──────── Given passage ────────

# Murder Mystery 2

In December 1948 the dead body of a man was found near Adelaide, Australia. To this day his identity is unknown and his death is still a mystery. One of the only clues recovered to what happened is a small piece of paper with the words "Tamam Shud" written on it. The piece has turned out to be torn from the last page of the book "Rubaiyat" by Omar Khayyam. The police managed to find the copy of the book from which the piece was torn. This book had some letters written inside the cover:

**WRGOABABD**

**MLIAOI**

**WTBIMPANETP**

**MLIABOAIAQC**

**ITTMTSAMSTGAB**

The second line seems to have been crossed out. The similarity to the penultimate line could suggest that it was a mistake.

What does this mean? Is it some kind of code?

![Tamam Shud](https://storage.googleapis.com/big-data-course-datasets/Actual-tamam-shud.jpg)

![Code](https://storage.googleapis.com/big-data-course-datasets/SomertonManCode.jpg)

In [1]:
code=["WRGOABABD",
#"MLIAOI",
"WTBIMPANETP",
"MLIABOAIAQC",
"ITTMTSAMSTGAB"]

The goal of this exercise is to look for sentences in the world literature that matches as long parts of the code as possible.

In [2]:
from scipy import stats
import numpy as np
import pandas as pd
import string

books = spark.sparkContext.wholeTextFiles("gs://big-data-course-datasets/gutenberg/")
sentences = books.flatMap(lambda x: x[1].replace("\n", " ").replace("\r", " ").split(".")).map(lambda x: x.strip()).cache()

In [3]:
def sentenceToCode(s):
    return "".join( \
            filter(lambda x: x in string.ascii_uppercase, \
            map(lambda x: x.upper()[0], \
            filter(lambda x: len(x)>0, s.split(" ")))))

One approach to solving this is to use SparkSQL to create a table that we can query with SQL.

──────── Dataset extract ────────

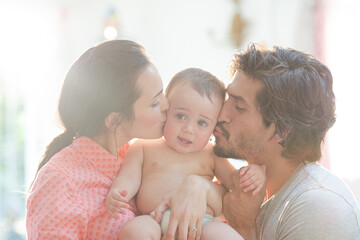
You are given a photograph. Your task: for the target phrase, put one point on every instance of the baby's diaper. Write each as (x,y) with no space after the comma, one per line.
(166,217)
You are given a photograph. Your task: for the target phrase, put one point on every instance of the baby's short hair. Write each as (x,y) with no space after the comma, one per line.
(201,81)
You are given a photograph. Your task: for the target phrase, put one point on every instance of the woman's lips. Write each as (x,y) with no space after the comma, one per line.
(184,141)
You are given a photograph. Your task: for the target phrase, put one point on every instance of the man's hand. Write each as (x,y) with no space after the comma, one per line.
(188,207)
(241,208)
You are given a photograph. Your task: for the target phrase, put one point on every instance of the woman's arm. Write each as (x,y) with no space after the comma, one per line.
(127,183)
(52,210)
(188,206)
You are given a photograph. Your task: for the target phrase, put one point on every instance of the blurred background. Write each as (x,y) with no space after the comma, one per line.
(40,39)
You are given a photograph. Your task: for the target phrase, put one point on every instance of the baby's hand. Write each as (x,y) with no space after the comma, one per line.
(252,178)
(115,202)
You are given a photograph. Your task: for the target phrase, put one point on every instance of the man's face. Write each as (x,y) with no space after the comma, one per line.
(240,132)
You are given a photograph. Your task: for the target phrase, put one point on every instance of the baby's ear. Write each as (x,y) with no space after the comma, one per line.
(112,120)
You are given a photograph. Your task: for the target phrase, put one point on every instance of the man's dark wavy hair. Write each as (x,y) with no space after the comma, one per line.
(297,97)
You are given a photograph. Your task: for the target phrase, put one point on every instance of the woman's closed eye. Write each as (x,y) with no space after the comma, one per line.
(240,109)
(181,116)
(202,123)
(155,105)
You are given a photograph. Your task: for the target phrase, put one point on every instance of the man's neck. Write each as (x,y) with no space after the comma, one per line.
(278,172)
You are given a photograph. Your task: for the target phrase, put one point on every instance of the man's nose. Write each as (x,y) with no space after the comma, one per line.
(225,113)
(164,104)
(188,128)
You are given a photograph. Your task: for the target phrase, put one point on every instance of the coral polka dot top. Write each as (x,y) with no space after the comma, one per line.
(67,199)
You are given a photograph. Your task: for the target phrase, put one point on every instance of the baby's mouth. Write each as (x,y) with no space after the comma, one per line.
(184,140)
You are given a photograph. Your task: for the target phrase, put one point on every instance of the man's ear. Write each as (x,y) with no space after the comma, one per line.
(280,139)
(112,120)
(277,138)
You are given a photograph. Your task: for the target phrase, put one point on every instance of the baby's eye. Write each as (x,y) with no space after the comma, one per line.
(202,123)
(155,105)
(180,116)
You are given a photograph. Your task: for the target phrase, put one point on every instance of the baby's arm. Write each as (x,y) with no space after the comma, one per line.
(223,171)
(127,183)
(252,178)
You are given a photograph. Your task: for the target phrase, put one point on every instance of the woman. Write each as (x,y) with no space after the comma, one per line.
(111,94)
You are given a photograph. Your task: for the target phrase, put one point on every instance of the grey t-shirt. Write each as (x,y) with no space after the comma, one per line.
(313,204)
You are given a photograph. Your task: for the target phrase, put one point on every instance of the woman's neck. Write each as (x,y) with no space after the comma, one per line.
(111,142)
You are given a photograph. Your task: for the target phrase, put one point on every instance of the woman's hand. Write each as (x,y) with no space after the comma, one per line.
(188,206)
(241,208)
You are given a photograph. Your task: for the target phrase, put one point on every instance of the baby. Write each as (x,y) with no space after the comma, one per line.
(154,168)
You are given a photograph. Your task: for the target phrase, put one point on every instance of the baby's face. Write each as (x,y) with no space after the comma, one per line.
(191,119)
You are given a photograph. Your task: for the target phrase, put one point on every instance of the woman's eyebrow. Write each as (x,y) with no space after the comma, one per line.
(157,94)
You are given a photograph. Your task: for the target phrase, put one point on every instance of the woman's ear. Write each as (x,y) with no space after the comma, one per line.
(112,121)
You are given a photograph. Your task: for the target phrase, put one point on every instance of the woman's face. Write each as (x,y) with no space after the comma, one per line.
(150,108)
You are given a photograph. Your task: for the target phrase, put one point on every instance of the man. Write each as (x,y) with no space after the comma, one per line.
(280,106)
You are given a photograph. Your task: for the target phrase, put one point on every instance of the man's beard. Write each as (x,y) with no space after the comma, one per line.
(226,150)
(240,148)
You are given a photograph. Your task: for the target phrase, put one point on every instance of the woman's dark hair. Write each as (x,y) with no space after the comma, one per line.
(297,97)
(101,81)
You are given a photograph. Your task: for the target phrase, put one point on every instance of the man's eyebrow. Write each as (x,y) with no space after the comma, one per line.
(239,98)
(206,117)
(157,94)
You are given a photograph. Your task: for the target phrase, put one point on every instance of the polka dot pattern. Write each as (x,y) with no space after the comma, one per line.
(67,199)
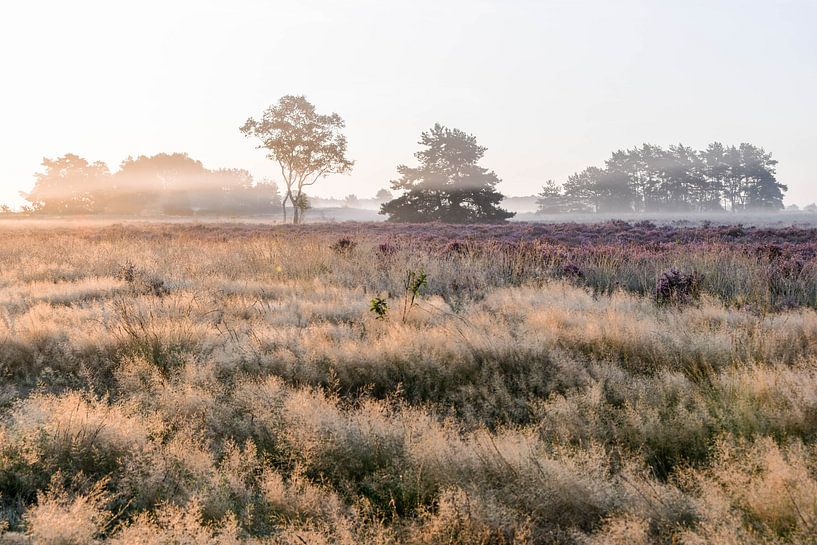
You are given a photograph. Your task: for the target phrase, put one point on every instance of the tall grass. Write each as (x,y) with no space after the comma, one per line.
(222,385)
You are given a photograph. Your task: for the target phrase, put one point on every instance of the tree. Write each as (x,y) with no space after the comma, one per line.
(581,190)
(69,185)
(161,183)
(350,200)
(306,145)
(448,185)
(551,200)
(762,189)
(383,195)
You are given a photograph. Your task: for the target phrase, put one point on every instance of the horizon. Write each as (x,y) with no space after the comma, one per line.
(549,88)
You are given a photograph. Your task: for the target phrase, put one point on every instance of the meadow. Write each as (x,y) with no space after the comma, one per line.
(613,383)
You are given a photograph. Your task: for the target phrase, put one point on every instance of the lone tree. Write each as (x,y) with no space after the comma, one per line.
(448,185)
(306,145)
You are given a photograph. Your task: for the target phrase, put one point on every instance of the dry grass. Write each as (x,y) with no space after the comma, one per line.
(171,385)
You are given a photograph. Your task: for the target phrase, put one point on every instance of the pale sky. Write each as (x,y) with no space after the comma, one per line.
(549,86)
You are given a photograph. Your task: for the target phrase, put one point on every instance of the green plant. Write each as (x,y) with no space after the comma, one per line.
(379,306)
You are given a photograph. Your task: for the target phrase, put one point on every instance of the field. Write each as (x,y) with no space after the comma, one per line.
(611,383)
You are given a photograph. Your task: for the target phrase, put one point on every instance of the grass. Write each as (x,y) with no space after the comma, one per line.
(203,384)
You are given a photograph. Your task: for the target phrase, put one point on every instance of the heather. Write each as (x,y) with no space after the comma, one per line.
(610,383)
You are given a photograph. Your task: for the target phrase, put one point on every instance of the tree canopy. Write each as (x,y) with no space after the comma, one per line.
(306,145)
(164,183)
(448,185)
(653,179)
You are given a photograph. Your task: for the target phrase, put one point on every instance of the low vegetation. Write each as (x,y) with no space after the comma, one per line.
(388,384)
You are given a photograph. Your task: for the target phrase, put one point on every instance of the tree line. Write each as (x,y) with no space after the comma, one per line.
(172,184)
(447,185)
(679,178)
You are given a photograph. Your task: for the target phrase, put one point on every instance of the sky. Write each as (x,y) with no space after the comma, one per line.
(549,87)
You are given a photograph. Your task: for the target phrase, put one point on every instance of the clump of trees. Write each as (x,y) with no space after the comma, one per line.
(172,184)
(679,178)
(448,185)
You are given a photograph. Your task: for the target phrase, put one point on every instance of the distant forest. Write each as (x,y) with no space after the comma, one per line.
(172,184)
(677,179)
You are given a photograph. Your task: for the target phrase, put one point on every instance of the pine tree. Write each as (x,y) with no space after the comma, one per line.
(448,185)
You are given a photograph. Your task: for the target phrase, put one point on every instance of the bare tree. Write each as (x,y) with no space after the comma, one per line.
(306,145)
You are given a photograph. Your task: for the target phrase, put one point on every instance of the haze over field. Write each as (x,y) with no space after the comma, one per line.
(548,87)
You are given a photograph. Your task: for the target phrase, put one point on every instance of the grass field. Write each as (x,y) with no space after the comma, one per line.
(371,383)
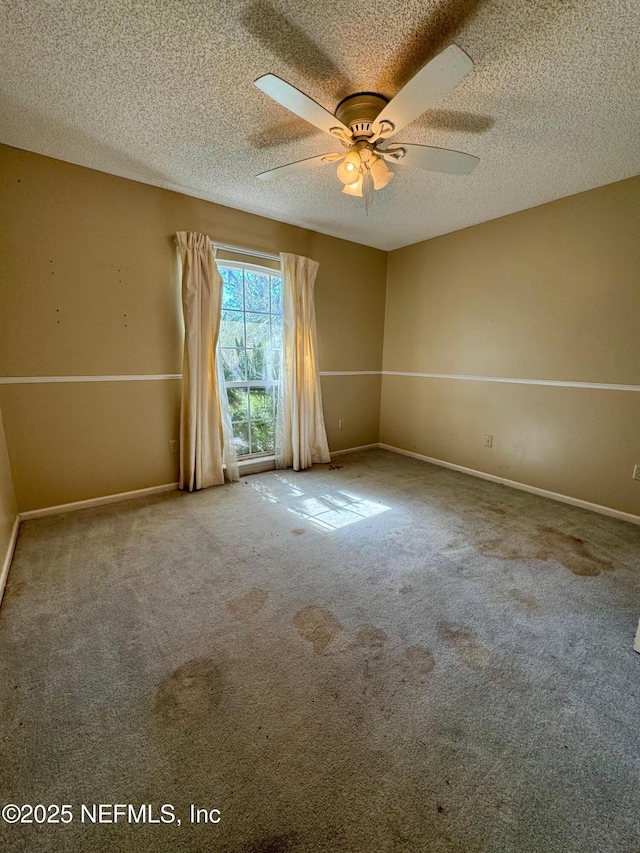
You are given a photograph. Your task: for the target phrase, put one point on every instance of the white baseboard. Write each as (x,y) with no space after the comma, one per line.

────────

Things to do:
A. According to the murder mystery page, in what month and year was the man's body found near Adelaide?
B. Condense the paragraph of the murder mystery page beginning "In December 1948 the dead body" into a short bulleted list that keeps its main facts.
C. Carry on writing the murder mystery page from the sentence about using SparkSQL to build a queryable table.
The listing has no connection to the murder mystery page.

Solved problems:
A. December 1948.

B.
- In December 1948 a man's body was found near Adelaide, Australia; his identity and death remain unexplained.
- One of the few clues was a small scrap of paper reading "Tamam Shud."
- The scrap was torn from the last page of Omar Khayyam's "Rubaiyat."
- Police found the copy of the book it came from, which had letters written inside the cover.

C.
In [4]:
from pyspark.sql import Row

df=sentences.map(lambda x: Row(sentence=x, code=sentenceToCode(x))).toDF()

In [5]:
df.sample(False, 0.0001).toPandas()

Unnamed: 0,code,sentence
0,LRCDNMTMM,"""This little rectory CAN do no more than make Mr"
1,WTIAOKODHIWNDYHPTW,Well THAT is an odd kind of delicacy! However...
2,ATCWHGUTLPOMDWAOTP,All the children who had given up their littl...


In [6]:
df.registerTempTable("sentences")

In [7]:
spark.sql("SELECT * FROM sentences LIMIT 10").toPandas()

Unnamed: 0,code,sentence
0,KJBTOTOTKJBTFBOMCGITBGCTHATE,[The King James Bible] The Old Testament of t...
1,ATEWWFAVADWUTFOTD,"1:2 And the earth was without form, and void; ..."
2,ATSOGMUTFOTW,And the Spirit of God moved upon the face of t...
3,AGSLTBLATWL,"1:3 And God said, Let there be light: and ther..."
4,AGSTLTIWGAGDTLFTD,"1:4 And God saw the light, that it was good: a..."
5,AGCTLDATDHCN,"1:5 And God called the light Day, and the dark..."
6,ATEATMWTFD,And the evening and the morning were the first...
7,AGSLTBAFITMOTWALIDTWFTW,"1:6 And God said, Let there be a firmament in ..."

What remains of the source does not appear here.